- SUPPLIED MATERIAL:
## BEGIN

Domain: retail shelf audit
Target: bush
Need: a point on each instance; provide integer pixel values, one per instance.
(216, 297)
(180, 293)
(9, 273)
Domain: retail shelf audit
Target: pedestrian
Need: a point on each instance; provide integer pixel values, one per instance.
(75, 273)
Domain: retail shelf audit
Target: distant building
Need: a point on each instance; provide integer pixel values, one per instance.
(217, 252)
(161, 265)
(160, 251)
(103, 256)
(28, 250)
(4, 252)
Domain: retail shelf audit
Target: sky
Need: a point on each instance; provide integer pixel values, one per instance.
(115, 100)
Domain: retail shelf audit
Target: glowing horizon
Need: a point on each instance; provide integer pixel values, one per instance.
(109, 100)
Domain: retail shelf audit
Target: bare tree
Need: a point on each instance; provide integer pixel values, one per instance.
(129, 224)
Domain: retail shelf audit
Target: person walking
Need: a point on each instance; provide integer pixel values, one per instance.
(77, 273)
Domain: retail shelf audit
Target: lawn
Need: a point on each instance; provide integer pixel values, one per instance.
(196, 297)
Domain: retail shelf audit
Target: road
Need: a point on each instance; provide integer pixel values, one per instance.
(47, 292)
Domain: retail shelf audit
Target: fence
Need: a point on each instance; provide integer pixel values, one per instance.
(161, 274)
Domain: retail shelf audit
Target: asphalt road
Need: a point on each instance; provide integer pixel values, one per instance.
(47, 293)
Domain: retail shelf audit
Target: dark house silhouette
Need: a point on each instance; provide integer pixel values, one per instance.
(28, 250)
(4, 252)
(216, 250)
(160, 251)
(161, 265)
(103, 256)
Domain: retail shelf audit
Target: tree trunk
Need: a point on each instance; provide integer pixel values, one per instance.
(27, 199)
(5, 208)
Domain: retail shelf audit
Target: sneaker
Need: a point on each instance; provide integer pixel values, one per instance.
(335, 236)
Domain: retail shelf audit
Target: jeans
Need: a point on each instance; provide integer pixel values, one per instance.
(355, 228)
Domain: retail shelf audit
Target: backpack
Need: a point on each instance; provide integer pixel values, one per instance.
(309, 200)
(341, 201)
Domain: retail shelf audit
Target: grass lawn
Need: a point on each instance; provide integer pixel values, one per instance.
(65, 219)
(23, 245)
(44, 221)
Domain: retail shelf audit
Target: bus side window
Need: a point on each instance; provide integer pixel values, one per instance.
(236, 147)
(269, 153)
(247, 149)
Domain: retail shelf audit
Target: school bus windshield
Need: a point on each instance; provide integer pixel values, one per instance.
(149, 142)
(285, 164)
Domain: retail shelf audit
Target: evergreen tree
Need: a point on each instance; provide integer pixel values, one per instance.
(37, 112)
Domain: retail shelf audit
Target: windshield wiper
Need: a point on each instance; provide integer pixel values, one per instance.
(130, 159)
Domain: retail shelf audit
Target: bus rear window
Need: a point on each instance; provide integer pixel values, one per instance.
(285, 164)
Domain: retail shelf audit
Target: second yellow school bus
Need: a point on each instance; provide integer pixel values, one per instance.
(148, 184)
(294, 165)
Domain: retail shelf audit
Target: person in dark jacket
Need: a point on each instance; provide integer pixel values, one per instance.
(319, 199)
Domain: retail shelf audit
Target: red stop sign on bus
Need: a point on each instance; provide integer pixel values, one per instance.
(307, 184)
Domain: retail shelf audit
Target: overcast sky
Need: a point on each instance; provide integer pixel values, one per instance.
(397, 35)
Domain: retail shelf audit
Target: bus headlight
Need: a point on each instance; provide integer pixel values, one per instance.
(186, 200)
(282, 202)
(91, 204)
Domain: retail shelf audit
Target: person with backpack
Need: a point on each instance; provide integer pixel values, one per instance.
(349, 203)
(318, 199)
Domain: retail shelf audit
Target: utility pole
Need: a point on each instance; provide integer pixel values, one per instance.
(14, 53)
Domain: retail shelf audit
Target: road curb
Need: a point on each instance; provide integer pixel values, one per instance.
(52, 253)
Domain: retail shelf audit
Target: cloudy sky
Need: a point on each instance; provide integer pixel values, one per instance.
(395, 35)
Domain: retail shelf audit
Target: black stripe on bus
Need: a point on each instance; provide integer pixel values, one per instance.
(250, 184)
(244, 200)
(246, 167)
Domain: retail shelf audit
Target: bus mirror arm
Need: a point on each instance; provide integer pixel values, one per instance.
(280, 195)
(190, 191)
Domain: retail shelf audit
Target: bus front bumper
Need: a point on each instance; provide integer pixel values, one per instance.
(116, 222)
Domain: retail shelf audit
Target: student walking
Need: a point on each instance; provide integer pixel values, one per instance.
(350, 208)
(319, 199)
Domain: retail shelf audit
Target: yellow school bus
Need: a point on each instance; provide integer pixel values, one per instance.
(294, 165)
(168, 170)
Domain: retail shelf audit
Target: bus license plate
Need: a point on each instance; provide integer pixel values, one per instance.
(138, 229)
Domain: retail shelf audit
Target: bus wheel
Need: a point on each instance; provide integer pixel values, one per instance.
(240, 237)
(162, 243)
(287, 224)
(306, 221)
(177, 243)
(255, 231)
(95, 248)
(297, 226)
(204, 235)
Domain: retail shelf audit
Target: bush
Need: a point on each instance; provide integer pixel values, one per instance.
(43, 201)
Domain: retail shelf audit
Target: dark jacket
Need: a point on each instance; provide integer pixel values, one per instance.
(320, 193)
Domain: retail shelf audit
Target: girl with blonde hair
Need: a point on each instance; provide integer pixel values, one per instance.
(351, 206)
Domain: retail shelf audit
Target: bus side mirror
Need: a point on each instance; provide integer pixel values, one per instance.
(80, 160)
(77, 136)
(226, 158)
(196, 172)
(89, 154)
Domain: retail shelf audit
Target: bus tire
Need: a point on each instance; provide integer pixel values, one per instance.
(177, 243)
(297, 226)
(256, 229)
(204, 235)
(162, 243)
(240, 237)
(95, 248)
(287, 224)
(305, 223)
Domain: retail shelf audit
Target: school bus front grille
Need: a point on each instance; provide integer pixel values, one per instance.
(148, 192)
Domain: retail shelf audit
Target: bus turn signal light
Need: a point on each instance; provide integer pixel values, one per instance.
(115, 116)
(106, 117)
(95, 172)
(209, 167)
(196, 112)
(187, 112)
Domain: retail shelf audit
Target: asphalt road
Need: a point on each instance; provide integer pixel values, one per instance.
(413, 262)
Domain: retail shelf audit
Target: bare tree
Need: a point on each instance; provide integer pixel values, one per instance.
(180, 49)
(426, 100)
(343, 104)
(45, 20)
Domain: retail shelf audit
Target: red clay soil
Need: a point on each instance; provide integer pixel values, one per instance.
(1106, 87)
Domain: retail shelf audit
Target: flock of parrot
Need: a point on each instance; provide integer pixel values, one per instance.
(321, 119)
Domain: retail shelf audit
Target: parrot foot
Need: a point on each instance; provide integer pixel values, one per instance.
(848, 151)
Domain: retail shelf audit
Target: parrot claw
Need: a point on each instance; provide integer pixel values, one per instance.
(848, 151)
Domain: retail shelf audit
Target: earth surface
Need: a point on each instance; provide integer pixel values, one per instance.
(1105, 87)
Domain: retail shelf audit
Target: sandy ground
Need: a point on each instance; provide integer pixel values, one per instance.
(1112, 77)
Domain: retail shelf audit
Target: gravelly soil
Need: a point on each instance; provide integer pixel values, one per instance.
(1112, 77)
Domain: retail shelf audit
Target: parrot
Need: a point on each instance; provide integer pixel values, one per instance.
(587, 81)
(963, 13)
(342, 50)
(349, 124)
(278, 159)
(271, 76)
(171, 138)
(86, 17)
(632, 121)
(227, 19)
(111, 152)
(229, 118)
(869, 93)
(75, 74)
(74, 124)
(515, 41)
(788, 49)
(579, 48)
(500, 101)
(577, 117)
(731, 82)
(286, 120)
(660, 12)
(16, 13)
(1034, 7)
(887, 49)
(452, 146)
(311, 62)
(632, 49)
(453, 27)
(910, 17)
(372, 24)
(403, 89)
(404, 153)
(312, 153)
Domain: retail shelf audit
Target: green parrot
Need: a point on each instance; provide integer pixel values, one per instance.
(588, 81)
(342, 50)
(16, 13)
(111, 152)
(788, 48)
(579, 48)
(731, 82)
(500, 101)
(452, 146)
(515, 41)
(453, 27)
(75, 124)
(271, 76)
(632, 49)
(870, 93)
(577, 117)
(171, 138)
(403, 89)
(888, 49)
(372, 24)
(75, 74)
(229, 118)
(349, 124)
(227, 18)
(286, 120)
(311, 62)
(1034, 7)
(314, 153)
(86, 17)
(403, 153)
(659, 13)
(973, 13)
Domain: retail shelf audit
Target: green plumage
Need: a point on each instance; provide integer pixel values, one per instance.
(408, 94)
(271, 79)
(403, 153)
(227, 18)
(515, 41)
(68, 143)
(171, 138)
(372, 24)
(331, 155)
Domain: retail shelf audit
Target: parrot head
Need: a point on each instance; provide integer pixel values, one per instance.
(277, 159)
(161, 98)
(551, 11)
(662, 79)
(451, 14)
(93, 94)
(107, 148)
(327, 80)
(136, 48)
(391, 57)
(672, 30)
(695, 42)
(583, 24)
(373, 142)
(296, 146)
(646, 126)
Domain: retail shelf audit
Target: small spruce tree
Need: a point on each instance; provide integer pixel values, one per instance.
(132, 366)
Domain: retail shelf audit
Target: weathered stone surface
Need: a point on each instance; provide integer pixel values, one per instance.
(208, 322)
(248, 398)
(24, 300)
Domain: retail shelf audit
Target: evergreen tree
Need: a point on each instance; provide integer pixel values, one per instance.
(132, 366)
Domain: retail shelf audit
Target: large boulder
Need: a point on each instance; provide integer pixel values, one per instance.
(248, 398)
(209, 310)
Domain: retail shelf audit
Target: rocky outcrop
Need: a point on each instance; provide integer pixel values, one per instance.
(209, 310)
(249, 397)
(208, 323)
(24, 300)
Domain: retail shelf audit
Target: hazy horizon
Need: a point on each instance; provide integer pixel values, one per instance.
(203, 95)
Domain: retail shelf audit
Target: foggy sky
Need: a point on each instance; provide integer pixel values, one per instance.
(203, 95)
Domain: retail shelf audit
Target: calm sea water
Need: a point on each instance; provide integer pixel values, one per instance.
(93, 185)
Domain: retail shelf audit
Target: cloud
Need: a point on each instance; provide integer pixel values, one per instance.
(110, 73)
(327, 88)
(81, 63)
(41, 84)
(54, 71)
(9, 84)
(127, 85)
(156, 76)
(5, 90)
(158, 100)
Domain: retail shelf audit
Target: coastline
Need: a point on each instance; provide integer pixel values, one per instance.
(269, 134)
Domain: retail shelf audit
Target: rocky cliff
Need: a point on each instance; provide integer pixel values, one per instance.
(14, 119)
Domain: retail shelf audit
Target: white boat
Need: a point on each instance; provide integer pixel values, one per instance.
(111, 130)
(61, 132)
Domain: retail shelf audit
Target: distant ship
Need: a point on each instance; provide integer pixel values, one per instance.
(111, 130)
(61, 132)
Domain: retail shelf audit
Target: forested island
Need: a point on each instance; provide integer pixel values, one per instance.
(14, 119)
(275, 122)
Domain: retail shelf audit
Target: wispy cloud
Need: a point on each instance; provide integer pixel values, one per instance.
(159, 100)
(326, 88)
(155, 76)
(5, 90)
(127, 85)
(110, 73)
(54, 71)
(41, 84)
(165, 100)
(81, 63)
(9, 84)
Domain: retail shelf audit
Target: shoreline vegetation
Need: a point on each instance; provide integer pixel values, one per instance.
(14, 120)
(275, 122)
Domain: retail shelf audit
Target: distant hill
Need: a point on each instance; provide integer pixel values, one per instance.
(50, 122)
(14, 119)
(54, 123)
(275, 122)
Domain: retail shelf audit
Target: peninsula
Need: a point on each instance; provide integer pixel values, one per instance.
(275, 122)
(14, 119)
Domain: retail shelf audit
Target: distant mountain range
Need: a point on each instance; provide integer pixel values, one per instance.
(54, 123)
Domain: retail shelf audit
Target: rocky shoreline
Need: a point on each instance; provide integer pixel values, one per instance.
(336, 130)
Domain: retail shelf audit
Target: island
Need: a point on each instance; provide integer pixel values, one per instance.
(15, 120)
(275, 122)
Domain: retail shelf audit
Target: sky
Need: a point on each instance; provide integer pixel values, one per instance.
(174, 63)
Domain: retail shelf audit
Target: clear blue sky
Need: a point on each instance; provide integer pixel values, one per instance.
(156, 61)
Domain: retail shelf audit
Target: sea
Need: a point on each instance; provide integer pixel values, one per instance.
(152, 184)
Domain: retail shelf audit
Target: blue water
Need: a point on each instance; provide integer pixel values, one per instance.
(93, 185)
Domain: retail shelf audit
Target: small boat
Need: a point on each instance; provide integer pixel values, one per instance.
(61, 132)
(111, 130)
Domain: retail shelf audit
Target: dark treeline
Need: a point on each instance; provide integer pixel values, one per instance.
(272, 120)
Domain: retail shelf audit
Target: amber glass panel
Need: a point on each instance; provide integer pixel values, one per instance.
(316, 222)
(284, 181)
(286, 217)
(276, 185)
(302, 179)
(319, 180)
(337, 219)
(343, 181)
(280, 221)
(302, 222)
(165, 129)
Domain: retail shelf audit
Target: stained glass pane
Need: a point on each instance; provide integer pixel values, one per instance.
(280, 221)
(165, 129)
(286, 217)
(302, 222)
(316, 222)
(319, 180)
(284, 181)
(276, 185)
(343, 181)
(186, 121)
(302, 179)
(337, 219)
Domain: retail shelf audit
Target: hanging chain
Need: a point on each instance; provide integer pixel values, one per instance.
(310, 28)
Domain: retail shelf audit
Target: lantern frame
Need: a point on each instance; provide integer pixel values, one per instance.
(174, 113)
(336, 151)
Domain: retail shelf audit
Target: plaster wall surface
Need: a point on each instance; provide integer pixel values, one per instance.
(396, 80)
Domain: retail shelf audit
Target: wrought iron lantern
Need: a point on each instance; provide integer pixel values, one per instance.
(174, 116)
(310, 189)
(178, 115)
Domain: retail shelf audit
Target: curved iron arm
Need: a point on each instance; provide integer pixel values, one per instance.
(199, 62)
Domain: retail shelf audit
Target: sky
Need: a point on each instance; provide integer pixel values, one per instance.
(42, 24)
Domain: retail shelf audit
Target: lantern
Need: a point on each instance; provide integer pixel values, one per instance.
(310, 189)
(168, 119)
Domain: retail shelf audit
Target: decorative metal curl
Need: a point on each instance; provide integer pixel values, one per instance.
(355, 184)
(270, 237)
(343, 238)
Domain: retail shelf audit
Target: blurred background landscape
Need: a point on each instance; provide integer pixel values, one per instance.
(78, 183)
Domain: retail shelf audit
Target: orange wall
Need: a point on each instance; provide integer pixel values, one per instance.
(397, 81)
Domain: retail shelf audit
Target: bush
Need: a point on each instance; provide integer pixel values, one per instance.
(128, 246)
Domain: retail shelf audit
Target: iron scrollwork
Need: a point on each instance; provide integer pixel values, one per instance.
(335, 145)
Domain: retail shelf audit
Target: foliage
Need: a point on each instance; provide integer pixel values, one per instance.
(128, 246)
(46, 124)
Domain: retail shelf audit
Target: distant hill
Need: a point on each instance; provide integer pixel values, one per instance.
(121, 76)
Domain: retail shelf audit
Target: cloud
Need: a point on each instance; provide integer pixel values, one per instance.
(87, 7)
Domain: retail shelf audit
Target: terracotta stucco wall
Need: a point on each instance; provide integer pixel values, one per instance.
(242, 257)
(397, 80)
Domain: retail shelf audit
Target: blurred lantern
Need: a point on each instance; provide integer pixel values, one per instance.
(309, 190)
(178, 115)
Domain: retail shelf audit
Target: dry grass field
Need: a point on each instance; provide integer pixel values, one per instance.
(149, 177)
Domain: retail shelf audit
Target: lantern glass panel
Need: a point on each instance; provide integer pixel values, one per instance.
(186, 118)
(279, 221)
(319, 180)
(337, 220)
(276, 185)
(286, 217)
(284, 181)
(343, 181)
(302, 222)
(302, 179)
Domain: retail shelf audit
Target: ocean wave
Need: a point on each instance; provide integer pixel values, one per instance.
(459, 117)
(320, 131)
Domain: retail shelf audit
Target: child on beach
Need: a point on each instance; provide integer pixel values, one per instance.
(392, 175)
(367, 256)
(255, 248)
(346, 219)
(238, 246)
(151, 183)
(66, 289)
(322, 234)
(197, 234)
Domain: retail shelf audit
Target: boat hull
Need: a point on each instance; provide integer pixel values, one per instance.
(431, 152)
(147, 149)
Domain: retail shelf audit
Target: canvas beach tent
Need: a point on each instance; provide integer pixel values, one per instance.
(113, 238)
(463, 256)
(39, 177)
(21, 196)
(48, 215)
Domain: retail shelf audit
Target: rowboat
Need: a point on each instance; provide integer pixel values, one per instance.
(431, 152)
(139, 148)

## END

- DO THIS:
Filter the material above and copy every line containing the string "mirror".

- EXERCISE RESULT:
Target: bus mirror arm
Target: bus side mirror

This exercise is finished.